**SHORT EXERCISE A**
Transcribe the part of the Laschenova biography below, starting with "Early career" and going on through "with the team.".

Natalia Vasiliyevna Laschenova () (born September 16, 1973 in Jelgava, Latvian SSR, Soviet Union) is a retired Soviet gymnast. Laschenova competed at the 1988 Summer Olympics and the 1989 World Artistic Gymnastics Championships. Laschenova is best known for her difficult skills, deceptive power, strong technique and highly expressive dance.

Early career
Laschenova had started gymnastics at the age of 6, reaching the international gymnastics scene at age 12 with her first competition, the 1985 Riga International. Laschenova did well, placing 2nd in the all around, 2nd on vault and 1st on balance beam. Laschenova continued to compete internationally at the 1986 Belgian Gym Masters, 1986 Moscow News and 1987 US vs USSR.

1988-1989
Laschenova competed at the 1988 Summer Olympics, contributing to a team gold medal for the Soviet Union and placing 5th in the all around.
The following year she competed at the 1989 World Artistic Gymnastics Championships, where she won a silver medal in the all around along with a gold medal with the team.

Point labeling dataset excerpts
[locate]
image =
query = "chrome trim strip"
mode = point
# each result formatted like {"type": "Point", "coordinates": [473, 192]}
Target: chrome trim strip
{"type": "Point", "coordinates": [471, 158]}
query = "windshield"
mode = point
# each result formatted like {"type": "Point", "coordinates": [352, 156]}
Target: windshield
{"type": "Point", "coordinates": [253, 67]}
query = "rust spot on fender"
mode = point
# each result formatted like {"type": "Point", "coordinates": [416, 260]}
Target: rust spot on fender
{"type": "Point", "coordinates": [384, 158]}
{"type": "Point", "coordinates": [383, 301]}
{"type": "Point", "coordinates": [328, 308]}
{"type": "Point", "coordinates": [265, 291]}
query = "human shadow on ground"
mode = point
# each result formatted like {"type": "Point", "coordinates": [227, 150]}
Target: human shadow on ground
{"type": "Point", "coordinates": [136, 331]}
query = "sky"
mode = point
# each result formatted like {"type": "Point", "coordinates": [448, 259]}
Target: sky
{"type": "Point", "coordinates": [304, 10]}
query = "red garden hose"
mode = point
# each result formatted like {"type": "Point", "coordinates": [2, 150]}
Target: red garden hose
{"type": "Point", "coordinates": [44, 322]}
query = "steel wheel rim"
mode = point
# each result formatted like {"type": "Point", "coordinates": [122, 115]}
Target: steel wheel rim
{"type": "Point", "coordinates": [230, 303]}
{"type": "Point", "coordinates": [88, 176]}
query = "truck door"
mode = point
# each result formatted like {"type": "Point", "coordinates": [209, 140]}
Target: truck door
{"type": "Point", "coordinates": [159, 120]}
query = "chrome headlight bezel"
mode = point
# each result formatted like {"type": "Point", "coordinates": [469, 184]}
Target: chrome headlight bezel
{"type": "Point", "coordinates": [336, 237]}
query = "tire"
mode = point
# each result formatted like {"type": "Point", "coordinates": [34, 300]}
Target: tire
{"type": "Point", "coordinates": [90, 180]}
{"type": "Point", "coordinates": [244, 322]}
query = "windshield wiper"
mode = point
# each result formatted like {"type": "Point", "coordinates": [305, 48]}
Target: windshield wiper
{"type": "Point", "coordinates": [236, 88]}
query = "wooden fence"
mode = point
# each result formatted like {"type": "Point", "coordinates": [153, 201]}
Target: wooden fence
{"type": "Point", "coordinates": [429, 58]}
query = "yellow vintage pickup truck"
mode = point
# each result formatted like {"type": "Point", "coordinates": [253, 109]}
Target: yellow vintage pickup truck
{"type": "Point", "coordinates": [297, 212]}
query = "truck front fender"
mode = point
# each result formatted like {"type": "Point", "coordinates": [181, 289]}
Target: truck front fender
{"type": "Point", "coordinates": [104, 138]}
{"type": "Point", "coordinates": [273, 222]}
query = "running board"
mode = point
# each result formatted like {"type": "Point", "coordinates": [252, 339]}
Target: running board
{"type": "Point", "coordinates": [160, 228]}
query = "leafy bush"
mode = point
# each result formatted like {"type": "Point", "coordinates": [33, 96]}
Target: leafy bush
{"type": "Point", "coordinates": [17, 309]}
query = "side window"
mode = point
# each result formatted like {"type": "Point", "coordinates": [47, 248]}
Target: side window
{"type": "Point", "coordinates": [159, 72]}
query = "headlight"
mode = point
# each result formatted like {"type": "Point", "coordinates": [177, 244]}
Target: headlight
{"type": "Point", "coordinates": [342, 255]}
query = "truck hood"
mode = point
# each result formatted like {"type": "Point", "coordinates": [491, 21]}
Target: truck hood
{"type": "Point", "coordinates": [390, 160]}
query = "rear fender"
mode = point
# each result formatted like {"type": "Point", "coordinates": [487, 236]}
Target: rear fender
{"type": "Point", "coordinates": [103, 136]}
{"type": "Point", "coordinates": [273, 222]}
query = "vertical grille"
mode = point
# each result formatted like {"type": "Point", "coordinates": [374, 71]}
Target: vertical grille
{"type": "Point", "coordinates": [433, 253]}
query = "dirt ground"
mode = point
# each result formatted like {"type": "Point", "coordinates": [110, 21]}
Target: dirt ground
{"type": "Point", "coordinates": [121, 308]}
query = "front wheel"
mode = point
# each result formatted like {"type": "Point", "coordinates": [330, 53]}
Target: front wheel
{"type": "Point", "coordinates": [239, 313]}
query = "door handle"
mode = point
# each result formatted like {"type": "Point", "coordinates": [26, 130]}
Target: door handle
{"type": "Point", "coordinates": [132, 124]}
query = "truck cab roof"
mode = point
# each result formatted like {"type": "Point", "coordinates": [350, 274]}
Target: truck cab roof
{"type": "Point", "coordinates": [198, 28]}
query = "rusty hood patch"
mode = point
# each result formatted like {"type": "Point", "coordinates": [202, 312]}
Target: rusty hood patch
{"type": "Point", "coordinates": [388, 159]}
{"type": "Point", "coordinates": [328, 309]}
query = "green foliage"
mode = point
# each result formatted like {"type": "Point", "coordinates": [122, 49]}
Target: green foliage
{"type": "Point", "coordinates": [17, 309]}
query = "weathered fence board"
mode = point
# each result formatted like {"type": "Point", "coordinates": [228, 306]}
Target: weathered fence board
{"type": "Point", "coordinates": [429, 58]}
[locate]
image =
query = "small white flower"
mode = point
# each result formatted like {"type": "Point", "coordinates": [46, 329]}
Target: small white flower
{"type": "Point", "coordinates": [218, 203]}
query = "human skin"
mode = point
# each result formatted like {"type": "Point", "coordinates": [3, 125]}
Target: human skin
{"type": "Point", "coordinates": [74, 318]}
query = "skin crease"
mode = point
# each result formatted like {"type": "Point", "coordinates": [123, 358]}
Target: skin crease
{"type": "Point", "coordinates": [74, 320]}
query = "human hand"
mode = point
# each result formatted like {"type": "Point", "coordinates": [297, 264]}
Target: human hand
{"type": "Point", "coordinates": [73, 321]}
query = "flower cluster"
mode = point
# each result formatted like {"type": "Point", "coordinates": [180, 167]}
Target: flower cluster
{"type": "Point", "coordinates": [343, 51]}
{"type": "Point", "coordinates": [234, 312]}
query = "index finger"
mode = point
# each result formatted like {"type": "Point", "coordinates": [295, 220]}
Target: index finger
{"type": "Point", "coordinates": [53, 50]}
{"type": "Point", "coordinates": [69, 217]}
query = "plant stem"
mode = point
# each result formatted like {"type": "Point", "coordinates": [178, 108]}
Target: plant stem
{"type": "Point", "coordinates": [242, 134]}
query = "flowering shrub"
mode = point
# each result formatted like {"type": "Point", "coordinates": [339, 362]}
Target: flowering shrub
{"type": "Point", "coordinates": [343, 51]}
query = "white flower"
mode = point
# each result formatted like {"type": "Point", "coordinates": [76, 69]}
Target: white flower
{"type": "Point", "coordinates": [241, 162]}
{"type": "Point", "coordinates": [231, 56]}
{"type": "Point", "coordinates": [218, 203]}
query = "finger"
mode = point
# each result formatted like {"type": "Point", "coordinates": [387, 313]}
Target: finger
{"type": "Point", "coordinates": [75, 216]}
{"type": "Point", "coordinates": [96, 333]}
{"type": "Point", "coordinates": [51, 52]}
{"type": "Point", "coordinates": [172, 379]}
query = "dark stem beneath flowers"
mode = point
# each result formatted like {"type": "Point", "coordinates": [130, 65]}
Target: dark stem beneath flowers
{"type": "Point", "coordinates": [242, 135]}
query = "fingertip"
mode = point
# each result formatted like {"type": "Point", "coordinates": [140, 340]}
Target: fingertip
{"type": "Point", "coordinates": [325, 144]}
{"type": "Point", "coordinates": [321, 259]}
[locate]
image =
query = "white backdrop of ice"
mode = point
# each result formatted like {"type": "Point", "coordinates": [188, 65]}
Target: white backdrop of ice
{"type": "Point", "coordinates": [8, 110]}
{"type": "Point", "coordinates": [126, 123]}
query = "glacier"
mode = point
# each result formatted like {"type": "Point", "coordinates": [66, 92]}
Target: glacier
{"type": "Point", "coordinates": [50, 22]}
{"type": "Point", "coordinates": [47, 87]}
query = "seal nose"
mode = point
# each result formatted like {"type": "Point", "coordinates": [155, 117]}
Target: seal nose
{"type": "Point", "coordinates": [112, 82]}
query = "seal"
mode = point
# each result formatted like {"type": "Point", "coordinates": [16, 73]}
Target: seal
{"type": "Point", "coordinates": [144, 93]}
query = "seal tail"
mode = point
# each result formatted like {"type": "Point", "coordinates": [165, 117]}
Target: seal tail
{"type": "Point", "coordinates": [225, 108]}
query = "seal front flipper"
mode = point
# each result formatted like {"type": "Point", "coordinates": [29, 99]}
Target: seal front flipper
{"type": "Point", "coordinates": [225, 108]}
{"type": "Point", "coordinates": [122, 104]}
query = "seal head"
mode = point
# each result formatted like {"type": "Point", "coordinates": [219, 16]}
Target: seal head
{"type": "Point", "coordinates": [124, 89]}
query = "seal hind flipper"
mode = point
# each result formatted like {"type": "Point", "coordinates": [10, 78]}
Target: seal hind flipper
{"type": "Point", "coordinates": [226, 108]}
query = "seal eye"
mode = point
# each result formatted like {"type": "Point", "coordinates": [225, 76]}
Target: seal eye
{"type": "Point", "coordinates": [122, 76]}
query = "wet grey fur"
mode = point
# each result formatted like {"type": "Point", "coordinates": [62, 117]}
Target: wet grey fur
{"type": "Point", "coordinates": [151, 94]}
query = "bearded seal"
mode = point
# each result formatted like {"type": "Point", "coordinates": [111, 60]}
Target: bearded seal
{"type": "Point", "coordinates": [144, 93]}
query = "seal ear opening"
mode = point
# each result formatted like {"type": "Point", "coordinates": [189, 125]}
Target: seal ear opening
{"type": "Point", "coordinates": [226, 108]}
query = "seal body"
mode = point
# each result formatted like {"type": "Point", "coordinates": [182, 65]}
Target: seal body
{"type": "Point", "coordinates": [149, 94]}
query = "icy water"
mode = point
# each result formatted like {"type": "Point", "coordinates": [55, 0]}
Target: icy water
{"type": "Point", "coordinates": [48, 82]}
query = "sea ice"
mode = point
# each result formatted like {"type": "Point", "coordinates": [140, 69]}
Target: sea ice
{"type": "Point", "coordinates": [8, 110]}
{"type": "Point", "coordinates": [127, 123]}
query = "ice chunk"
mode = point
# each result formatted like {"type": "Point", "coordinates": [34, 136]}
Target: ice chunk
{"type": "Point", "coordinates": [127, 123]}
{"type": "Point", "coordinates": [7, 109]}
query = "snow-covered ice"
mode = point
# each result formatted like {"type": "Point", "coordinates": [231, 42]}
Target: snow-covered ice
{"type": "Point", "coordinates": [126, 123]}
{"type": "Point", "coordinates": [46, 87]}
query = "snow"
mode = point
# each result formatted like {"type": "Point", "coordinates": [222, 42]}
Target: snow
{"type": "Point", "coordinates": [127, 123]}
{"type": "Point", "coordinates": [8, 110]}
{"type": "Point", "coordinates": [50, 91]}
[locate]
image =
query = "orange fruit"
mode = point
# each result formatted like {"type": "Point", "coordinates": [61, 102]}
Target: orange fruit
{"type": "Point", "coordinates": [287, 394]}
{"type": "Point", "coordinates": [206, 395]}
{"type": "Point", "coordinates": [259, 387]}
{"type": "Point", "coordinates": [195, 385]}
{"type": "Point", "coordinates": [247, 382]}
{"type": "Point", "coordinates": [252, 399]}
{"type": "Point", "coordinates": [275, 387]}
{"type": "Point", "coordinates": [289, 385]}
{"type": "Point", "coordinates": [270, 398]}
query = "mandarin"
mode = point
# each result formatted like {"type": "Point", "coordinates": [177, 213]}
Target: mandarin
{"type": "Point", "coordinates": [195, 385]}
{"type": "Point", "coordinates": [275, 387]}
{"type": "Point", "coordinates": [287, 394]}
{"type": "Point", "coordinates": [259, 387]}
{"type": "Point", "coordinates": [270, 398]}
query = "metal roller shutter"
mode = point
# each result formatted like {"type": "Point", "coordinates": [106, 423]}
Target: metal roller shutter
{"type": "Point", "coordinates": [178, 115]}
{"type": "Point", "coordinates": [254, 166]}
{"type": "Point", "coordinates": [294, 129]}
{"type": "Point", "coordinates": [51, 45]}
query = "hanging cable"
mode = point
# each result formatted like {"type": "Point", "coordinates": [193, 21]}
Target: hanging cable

**SHORT EXERCISE B**
Pick out every line in the entries above that contains the string "grey", and copy each one.

**PROBLEM SOLUTION A**
Early career
Laschenova had started gymnastics at the age of 6, reaching the international gymnastics scene at age 12 with her first competition, the 1985 Riga International. Laschenova did well, placing 2nd in the all around, 2nd on vault and 1st on balance beam. Laschenova continued to compete internationally at the 1986 Belgian Gym Masters, 1986 Moscow News and 1987 US vs USSR.

1988-1989
Laschenova competed at the 1988 Summer Olympics, contributing to a team gold medal for the Soviet Union and placing 5th in the all around.
The following year she competed at the 1989 World Artistic Gymnastics Championships, where she won a silver medal in the all around along with a gold medal with the team.

**PROBLEM SOLUTION B**
query = "wet grey fur"
Target: wet grey fur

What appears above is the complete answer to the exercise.